**Task prompt**: Report the count of lines with "hair" in the data below, and no other words.

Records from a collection
%%
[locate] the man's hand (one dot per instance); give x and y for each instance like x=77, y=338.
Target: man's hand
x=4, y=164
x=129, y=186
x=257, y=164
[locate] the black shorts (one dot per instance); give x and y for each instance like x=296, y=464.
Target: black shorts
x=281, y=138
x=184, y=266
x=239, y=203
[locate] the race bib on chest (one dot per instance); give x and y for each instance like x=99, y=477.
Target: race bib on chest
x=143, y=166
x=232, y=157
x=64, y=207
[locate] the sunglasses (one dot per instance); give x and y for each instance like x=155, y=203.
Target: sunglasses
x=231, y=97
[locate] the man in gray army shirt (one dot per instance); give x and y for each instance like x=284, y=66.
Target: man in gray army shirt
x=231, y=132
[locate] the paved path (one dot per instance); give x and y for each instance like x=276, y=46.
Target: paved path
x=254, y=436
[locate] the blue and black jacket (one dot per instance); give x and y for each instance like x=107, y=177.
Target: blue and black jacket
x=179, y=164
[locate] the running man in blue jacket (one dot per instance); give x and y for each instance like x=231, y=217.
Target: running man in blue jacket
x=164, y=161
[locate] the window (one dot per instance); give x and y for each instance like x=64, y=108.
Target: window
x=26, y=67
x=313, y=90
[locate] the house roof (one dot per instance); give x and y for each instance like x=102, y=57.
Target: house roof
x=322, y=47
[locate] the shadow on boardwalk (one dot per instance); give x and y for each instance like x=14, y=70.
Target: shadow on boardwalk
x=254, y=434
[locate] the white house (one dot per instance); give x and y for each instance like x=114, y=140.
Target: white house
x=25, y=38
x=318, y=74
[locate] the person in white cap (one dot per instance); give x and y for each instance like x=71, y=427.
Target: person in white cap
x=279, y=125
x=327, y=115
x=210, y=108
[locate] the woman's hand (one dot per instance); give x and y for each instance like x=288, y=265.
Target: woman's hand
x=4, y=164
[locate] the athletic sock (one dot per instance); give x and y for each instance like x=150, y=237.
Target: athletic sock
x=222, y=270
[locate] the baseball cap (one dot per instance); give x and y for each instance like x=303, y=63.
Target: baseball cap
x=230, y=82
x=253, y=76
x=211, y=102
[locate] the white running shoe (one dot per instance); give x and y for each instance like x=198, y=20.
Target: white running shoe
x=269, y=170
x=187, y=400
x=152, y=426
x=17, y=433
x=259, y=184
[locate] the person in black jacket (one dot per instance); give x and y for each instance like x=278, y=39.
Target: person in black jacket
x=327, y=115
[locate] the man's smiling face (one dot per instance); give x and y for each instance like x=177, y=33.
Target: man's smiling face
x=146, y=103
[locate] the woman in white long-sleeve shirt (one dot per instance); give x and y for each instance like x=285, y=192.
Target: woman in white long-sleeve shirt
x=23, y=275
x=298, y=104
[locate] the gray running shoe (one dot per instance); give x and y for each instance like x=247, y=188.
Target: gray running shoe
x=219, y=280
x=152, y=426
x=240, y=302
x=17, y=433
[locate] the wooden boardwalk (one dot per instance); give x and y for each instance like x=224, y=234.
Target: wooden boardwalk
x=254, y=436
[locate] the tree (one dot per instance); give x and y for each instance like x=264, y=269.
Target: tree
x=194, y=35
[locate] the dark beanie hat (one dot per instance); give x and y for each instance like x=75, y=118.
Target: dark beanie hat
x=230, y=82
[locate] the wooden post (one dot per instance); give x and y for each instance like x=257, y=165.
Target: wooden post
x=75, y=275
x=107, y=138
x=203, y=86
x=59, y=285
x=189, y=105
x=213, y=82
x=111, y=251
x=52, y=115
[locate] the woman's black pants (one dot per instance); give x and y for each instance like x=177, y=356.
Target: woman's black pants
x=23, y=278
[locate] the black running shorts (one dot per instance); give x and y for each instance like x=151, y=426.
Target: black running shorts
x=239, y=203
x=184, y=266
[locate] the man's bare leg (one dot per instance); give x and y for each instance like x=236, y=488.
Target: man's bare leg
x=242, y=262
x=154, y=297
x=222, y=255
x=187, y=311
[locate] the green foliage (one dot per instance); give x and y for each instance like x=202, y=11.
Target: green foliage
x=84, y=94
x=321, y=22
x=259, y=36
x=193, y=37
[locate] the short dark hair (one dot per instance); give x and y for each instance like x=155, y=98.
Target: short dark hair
%%
**Response to the exercise**: 2